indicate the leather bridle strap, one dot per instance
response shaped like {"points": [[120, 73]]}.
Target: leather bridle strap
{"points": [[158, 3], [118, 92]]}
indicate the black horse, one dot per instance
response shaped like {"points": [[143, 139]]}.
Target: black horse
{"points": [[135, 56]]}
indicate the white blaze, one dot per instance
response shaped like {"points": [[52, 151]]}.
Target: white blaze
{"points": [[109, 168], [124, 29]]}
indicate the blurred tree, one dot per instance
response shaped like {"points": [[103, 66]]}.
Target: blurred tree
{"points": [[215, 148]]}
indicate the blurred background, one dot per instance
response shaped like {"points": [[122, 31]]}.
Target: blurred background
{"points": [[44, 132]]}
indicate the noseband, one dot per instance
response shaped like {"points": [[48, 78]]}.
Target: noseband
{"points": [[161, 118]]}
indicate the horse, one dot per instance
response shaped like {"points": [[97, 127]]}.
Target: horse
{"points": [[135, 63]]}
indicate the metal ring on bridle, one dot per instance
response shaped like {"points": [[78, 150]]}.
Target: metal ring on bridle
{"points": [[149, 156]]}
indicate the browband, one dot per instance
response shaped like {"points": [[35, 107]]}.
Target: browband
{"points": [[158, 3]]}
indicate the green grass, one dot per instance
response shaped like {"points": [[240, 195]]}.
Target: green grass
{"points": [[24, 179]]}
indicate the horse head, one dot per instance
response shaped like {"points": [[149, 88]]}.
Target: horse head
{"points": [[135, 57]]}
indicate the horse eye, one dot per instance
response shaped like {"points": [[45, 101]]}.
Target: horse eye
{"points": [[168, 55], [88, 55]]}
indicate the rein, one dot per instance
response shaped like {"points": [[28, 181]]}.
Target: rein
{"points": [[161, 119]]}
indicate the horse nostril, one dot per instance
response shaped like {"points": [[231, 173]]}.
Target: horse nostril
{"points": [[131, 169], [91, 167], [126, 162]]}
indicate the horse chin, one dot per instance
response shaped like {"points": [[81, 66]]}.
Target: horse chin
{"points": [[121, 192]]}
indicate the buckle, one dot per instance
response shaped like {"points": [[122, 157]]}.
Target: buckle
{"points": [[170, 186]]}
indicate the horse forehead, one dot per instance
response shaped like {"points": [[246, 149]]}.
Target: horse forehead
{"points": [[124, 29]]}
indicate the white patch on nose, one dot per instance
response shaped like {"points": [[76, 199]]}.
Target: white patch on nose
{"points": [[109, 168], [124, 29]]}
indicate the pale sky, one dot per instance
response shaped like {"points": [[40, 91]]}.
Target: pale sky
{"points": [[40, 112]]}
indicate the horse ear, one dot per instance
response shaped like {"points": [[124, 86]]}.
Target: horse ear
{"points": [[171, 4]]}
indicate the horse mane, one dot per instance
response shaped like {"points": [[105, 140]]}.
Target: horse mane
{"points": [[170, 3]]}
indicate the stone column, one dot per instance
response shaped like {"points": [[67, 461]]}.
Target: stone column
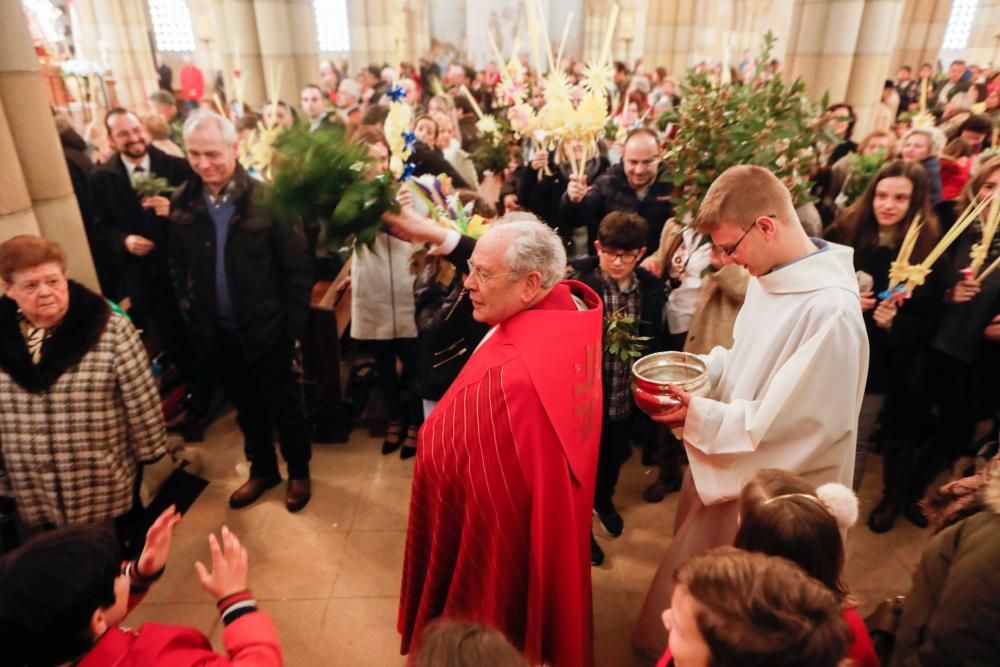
{"points": [[36, 195], [238, 21], [274, 35], [921, 33], [984, 42], [670, 31], [873, 54], [118, 31]]}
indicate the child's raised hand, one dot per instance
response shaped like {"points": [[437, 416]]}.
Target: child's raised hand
{"points": [[154, 554], [229, 566]]}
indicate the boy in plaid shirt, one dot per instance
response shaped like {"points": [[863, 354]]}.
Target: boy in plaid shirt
{"points": [[627, 290]]}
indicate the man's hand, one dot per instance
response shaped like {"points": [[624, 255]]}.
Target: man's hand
{"points": [[965, 290], [229, 566], [577, 188], [138, 245], [676, 417], [411, 226], [404, 197], [992, 331], [154, 554], [868, 301], [159, 204], [540, 160], [885, 313], [653, 266]]}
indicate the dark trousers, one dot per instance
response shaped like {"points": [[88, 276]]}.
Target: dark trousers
{"points": [[391, 386], [616, 443], [267, 398]]}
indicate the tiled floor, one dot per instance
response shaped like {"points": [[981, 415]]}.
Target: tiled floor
{"points": [[330, 575]]}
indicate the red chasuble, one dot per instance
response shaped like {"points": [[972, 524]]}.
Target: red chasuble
{"points": [[503, 489]]}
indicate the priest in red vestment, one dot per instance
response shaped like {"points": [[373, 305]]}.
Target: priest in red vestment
{"points": [[500, 512]]}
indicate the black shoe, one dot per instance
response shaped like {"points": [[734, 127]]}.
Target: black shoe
{"points": [[393, 437], [596, 553], [884, 515], [609, 517], [251, 490], [915, 515], [409, 449]]}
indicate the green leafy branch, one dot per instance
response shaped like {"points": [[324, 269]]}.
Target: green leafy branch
{"points": [[621, 336]]}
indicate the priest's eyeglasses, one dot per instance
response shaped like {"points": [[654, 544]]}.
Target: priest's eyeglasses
{"points": [[728, 250], [623, 257], [484, 277]]}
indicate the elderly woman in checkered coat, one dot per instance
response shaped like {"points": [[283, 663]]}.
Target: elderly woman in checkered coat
{"points": [[79, 411]]}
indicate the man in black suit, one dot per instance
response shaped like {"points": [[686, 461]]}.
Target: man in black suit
{"points": [[131, 234]]}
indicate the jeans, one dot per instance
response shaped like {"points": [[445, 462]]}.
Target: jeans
{"points": [[267, 398]]}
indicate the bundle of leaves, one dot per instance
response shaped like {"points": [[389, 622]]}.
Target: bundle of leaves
{"points": [[720, 125], [322, 177], [493, 151], [861, 169], [621, 336], [148, 184]]}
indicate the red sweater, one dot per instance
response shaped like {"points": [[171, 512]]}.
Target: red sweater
{"points": [[251, 641]]}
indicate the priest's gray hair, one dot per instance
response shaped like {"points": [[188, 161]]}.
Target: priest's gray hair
{"points": [[204, 117], [535, 247]]}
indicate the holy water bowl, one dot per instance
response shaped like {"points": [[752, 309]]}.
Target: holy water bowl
{"points": [[651, 375]]}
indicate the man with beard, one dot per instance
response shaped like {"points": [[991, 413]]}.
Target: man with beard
{"points": [[130, 240], [632, 186]]}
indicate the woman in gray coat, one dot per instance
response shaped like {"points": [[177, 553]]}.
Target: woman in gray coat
{"points": [[79, 411]]}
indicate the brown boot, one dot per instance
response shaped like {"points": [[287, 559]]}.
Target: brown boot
{"points": [[251, 490], [297, 495]]}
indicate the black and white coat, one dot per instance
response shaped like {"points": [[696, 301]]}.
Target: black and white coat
{"points": [[75, 427]]}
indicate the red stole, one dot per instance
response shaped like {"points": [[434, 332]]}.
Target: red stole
{"points": [[499, 527]]}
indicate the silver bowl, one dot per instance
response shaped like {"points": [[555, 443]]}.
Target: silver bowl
{"points": [[652, 374]]}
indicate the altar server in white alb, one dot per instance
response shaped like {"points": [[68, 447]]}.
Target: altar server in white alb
{"points": [[788, 393]]}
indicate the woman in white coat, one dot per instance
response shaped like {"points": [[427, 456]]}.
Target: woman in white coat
{"points": [[383, 316]]}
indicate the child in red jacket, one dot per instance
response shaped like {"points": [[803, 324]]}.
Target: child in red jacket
{"points": [[63, 595]]}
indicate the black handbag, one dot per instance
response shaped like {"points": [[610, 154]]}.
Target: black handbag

Work instructions →
Print the whole listing above again line for line without any changes, and leave the pictures out.

Response below →
indicate the leather bridle strap, one dot per instance
response shaped like {"points": [[120, 73]]}.
Target: leather bridle strap
{"points": [[158, 3], [118, 92]]}
indicate the black horse, one dot per instance
response shaped like {"points": [[143, 139]]}.
Target: black horse
{"points": [[135, 56]]}
indicate the white blaze, one dot per instance
response shaped like {"points": [[52, 151]]}.
Target: white blaze
{"points": [[109, 168], [124, 29]]}
indicate the blurred tree, one dot per instance
response shaped like {"points": [[103, 66]]}.
Target: blurred tree
{"points": [[215, 148]]}
indicate the blurred background, one dot per instance
response shaped like {"points": [[122, 31]]}.
Target: blurred background
{"points": [[44, 132]]}
indicate the noseband, one dot per instance
response shaped like {"points": [[48, 78]]}.
Target: noseband
{"points": [[161, 118]]}
indicate the horse, one dot per instance
response shaped like {"points": [[97, 127]]}.
Target: horse
{"points": [[135, 63]]}
indicate the metal ring on bridle, one dot per instance
response shaped like {"points": [[78, 150]]}.
Target: metal ring on bridle
{"points": [[149, 156]]}
indicate the browband, one dot per instance
response shaped like {"points": [[35, 107]]}.
Target: browband
{"points": [[158, 3]]}
indicate the green grass, one dot per instance
response shaped like {"points": [[240, 195]]}.
Target: green grass
{"points": [[24, 179]]}
indicate the horse head, one dot per instance
response shaped like {"points": [[149, 88]]}.
Target: horse head
{"points": [[135, 57]]}
indicate the horse eye, one dot per instance
response shaped like {"points": [[45, 101]]}.
Target: horse eye
{"points": [[168, 55], [88, 55]]}
indicate the rein, one dot per instance
response shaped like {"points": [[28, 181]]}.
Target: rein
{"points": [[161, 119]]}
indicate the horse nostril, one dot per instance
response shaped like {"points": [[231, 173]]}.
Target: horse nostril
{"points": [[131, 169], [91, 167], [126, 162]]}
indicate the horse chin, one dot per instance
response shaped like {"points": [[81, 66]]}.
Target: horse chin
{"points": [[121, 192]]}
indicate the buckle, one dot per instance
response shaped like {"points": [[122, 157]]}.
Target: buckle
{"points": [[170, 186]]}
indicate the horse forehead, one dot per instance
response shaped like {"points": [[246, 149]]}.
Target: horse forehead
{"points": [[124, 29]]}
indicate the white patch on nose, one dot per instance
response shaped like {"points": [[76, 199]]}.
Target: white patch on nose
{"points": [[109, 168], [124, 29]]}
indicate the pale sky, one dot per instance
response shaped like {"points": [[40, 91]]}.
Target: pale sky
{"points": [[40, 112]]}
indicate the horse ear, one dot per instance
response shaped like {"points": [[124, 86]]}.
Target: horse ear
{"points": [[171, 4]]}
indicate the horse mane, one dot per instance
response shaped like {"points": [[105, 140]]}.
Target: horse mane
{"points": [[170, 3]]}
indicate the stone column, one dot per instance
response shaped like {"points": [[67, 461]]}.
Target: stone column
{"points": [[36, 195], [238, 21], [274, 35], [921, 33], [984, 42], [670, 31], [873, 54], [118, 31]]}
indicate the child's raised hand, one dot per instance
response shaped like {"points": [[437, 416]]}.
Target: child's raised hand
{"points": [[154, 554], [229, 566]]}
indicate the boy in plaid shirt, one dot per instance
response shaped like {"points": [[863, 354]]}.
Target: boy in plaid shirt
{"points": [[627, 290]]}
indicate the man's hand, one dot per instance
response shaped like {"points": [[624, 255]]}.
Target: man's hand
{"points": [[965, 290], [229, 566], [577, 188], [138, 245], [676, 417], [411, 226], [404, 197], [992, 331], [154, 554], [868, 301], [159, 204], [540, 160], [885, 313], [653, 266]]}
indicate the dark trousers, one dot per instance
response shaped like {"points": [[88, 276]]}.
Target: dark trousers
{"points": [[391, 386], [616, 443], [267, 398]]}
indicate the tiled floor, one dot per instance
response shaped like {"points": [[981, 415]]}.
Target: tiled floor
{"points": [[330, 575]]}
indicate the red chasuble, one dot per instance
response shaped like {"points": [[972, 524]]}.
Target: red chasuble
{"points": [[503, 489]]}
indicate the priest in red vestment, one dot per instance
response shaped like {"points": [[373, 305]]}.
Target: priest in red vestment
{"points": [[500, 512]]}
indicate the black shoe, one dot per instance
response shaped like {"points": [[734, 127]]}.
Target: black shoe
{"points": [[393, 437], [596, 553], [884, 515], [609, 517], [251, 490], [915, 515], [409, 449]]}
indicate the green leafy branch, one dot per instance
response shaped like {"points": [[324, 269]]}.
Target: green leafy branch
{"points": [[621, 336]]}
indicate the priest's eyeglasses, one dot per instance
response shaped like {"points": [[654, 544]]}.
Target: priest's eyeglasses
{"points": [[728, 250], [623, 257], [484, 277]]}
indicate the elderly woman in checkered coat, one dot per instance
response shaped like {"points": [[283, 663]]}.
Target: elderly woman in checkered coat
{"points": [[79, 411]]}
indicate the man in black suit, one dot per instance
response shaped like {"points": [[686, 461]]}.
Target: man in black suit
{"points": [[131, 234]]}
indicate the jeans, one dot per instance
response shaped like {"points": [[445, 462]]}.
Target: jeans
{"points": [[267, 398]]}
indicate the bundle of leaves, one dot per instance
response shaped like {"points": [[389, 622]]}.
Target: bundle of leaves
{"points": [[720, 125], [322, 177], [493, 151], [861, 169], [621, 336], [148, 184]]}
indicate the red sweater, one dot per instance
response shaped like {"points": [[171, 512]]}.
Target: red sweater
{"points": [[251, 641]]}
indicate the priest's gray hair, one dot per instance
response shaped like {"points": [[188, 161]]}.
Target: priest's gray hair
{"points": [[204, 117], [535, 247]]}
indicate the holy water bowl, one dot per instance
response shaped like {"points": [[752, 309]]}.
Target: holy water bowl
{"points": [[651, 375]]}
indicate the man with beard, one dot per instance
response shaped like {"points": [[991, 413]]}.
Target: man with beard
{"points": [[130, 240], [632, 186]]}
indicate the woman in gray coat, one dot per instance
response shaped like {"points": [[177, 553]]}.
Target: woman in gray coat
{"points": [[79, 411]]}
indicate the brown boot, one dot per instance
response shaped like {"points": [[287, 559]]}.
Target: brown boot
{"points": [[251, 490], [297, 495]]}
indicate the black and white coat, one dot per instance
response shaped like {"points": [[696, 301]]}.
Target: black and white coat
{"points": [[75, 427]]}
indicate the red stole, one dot per instance
response shaped like {"points": [[434, 332]]}.
Target: red stole
{"points": [[499, 527]]}
indicate the silver bowl, one dot per instance
response shaped like {"points": [[555, 443]]}.
Target: silver bowl
{"points": [[652, 374]]}
indicate the altar server in white alb, one dot per instance
response shaped like {"points": [[68, 447]]}.
Target: altar server in white alb
{"points": [[788, 393]]}
indicate the woman in white coat, one dot per instance
response shaped like {"points": [[427, 456]]}.
Target: woman in white coat
{"points": [[383, 316]]}
indicate the child in red jacket, one dot per instance
response shaped like {"points": [[803, 324]]}.
Target: child in red jacket
{"points": [[63, 595]]}
indicate the black handbag, one dot per instance
response shaped like {"points": [[610, 154]]}.
Target: black handbag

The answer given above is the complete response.